+++ EXERCISE TEXT +++

But state legislators limited the release of arrest booking photos before a person is convicted.

(Francisco Kjolseth/The Salt Lake Tribune) Members of the House of Representatives are partitioned by Plexiglas as the Utah Legislature opens the 2021 legislative session at the Capitol in Salt Lake City on Tuesday, Jan. 19, 2021.

Utahns will be able to more easily search court records online, under a new law passed by the state Legislature, but they won’t be able to access booking photos as often as they could before.

Critics of both bills said they worried about unintended consequences — as arrest photos of people who have not been charged, or charges against people who have not been convicted, could be widely shared online before a defendant has his or her day in court.

“Once it goes out to 20 people or gets posted on social media, it’s never coming back,” Steve Burton, a criminal defense lawyer, told a legislative committee in February, while speaking against the court records bill.

+++

→ **TASKS TO PERFORM**
(A) Reproduce the passage of the article on Utah court records between "Critics of both" and "day in court.", inclusive.
(B) Decide whether each statement agrees with the article on Utah court records, answering yes or no and quoting the words that settle it: (i) Steve Burton spoke in favor of the court records bill. (ii) Under the new law, Utahns will find it easier to search court records online. (iii) The Utah Legislature opened its 2021 session on Tuesday, Jan. 19, 2021.
The entries that come next are separate material and have no connection to the article on Utah court records.

+++ EXCERPTED DATA +++

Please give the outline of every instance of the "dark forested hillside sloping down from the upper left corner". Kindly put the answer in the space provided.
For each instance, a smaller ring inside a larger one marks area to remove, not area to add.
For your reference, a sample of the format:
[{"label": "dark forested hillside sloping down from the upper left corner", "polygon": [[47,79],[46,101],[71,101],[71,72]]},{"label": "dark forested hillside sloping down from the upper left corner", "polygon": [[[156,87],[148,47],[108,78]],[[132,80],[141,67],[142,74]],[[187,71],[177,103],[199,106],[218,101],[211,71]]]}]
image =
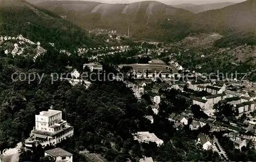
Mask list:
[{"label": "dark forested hillside sloping down from the upper left corner", "polygon": [[24,0],[0,1],[0,35],[18,34],[32,41],[53,42],[57,48],[95,43],[86,31],[48,10]]}]

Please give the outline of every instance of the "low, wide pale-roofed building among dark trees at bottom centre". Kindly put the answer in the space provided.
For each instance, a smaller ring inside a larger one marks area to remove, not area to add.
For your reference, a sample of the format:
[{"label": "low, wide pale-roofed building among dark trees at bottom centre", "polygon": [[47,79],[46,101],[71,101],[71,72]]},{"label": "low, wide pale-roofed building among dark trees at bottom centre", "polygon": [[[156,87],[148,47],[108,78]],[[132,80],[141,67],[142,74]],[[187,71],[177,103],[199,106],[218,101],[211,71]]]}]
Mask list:
[{"label": "low, wide pale-roofed building among dark trees at bottom centre", "polygon": [[134,135],[134,140],[138,141],[139,143],[153,142],[153,143],[156,143],[157,146],[160,146],[163,144],[163,140],[160,140],[154,133],[137,132],[133,135]]}]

+++

→ **SOLUTIONS TO THE EXERCISE**
(A)
Critics of both bills said they worried about unintended consequences — as arrest photos of people who have not been charged, or charges against people who have not been convicted, could be widely shared online before a defendant has his or her day in court.

(B)
(i) No: "while speaking against the court records bill."
(ii) Yes: "Utahns will be able to more easily search court records online, under a new law passed by the state Legislature"
(iii) Yes: "as the Utah Legislature opens the 2021 legislative session at the Capitol in Salt Lake City on Tuesday, Jan. 19, 2021."